● **TASK OBJECTIVE**: Restate the records that follow word for word; no pictures should appear.
━━━━━━
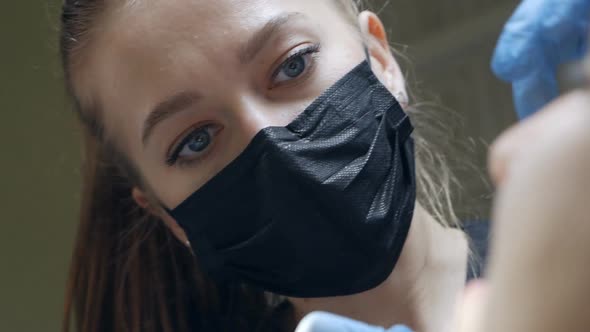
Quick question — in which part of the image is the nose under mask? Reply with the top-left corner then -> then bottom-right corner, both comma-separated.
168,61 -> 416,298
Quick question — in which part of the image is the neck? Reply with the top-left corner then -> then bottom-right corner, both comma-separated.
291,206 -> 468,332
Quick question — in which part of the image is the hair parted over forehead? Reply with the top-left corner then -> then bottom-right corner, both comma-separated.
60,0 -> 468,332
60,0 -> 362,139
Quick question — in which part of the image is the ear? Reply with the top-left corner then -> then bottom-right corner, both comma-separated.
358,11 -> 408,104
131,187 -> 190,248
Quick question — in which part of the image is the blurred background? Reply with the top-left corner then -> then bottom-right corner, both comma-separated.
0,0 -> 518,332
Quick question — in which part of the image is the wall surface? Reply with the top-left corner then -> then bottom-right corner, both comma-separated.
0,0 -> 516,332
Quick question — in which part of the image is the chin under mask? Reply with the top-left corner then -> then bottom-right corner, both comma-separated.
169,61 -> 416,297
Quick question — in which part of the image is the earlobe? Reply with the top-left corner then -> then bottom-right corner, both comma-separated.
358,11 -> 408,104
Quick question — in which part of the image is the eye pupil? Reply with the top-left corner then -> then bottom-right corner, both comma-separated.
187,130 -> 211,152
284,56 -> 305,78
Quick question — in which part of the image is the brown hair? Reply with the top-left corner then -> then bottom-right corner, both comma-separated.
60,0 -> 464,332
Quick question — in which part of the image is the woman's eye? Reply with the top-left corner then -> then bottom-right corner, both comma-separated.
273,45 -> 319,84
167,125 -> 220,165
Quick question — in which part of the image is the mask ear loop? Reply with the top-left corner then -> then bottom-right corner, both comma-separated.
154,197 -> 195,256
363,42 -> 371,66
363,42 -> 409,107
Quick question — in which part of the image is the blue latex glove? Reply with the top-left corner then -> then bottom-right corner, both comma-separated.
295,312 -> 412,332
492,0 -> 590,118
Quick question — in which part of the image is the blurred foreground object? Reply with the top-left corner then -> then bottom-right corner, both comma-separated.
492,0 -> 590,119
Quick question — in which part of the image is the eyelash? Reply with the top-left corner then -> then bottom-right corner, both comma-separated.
━━━━━━
● **COMPLETED EXERCISE**:
Quick question — in which part of the image is the nose under mask? Reply with the top-left corner then -> then bottom-right corner, both comma-separated.
168,61 -> 416,298
Quick question — in which part of the image is the neck? Reply with the top-left corner then -> then bottom-right corner, both comma-separated.
291,206 -> 468,332
Quick question — in which part of the image is the hair parted over forehead? Reply with the top-left corner then -> then bottom-right corner, both comma-separated.
60,0 -> 468,332
60,0 -> 362,139
Quick question — in which part of the image is the ear? Reply with the top-left corner then -> then bottom-right corner, both comma-separated.
358,11 -> 408,104
131,187 -> 190,248
Quick question — in which part of the image is the blurred background? Reply with the top-left corner then -> then bottom-right corner, both comma-separated.
0,0 -> 518,332
Quick question — in which part of the image is the wall surface? Reply with the top-left corner then -> then bottom-right corner, both comma-separated.
0,0 -> 516,332
Quick question — in which part of the image is the chin under mask? Reply with the top-left corner then -> then bottom-right corner, both comma-separated.
169,61 -> 416,297
Quick question — in which part of the image is the earlobe? Reply with the top-left corner then -> then bottom-right corner, both comma-separated.
358,11 -> 408,104
Quick question — in which part of the image is the eye pupil? Reply with the top-left corner then -> then bottom-right corner, both comma-separated.
187,130 -> 211,152
284,56 -> 305,78
Quick question — in which part of the image is the brown hair? Reply with the top-left corner then -> then bottom-right corner, both comma-separated.
60,0 -> 464,332
Quick question — in which part of the image is the woman's eye? Reply with the top-left corner then -> then bottom-right corner, both comma-separated.
273,45 -> 319,84
167,125 -> 220,165
Quick question — in which part of the image is the mask ear loop? Reply with the top-left corner then -> then bottom-right corner, both comma-separated.
154,197 -> 195,256
363,42 -> 371,66
363,42 -> 409,107
Quick question — in which part of the image is the blue latex glove? Reply with the top-left corner then -> then bottom-right corner, both comma-separated.
295,312 -> 412,332
492,0 -> 590,118
Quick question — in which part of the image is the blurred foreground object? Reply with the top-left corner then -> then bottom-right corner, both comma-separated.
492,0 -> 590,119
Quick question — in which part of the image is the eyelash? Reply with the top-left corner then -> then bottom-right corner, both comma-separated.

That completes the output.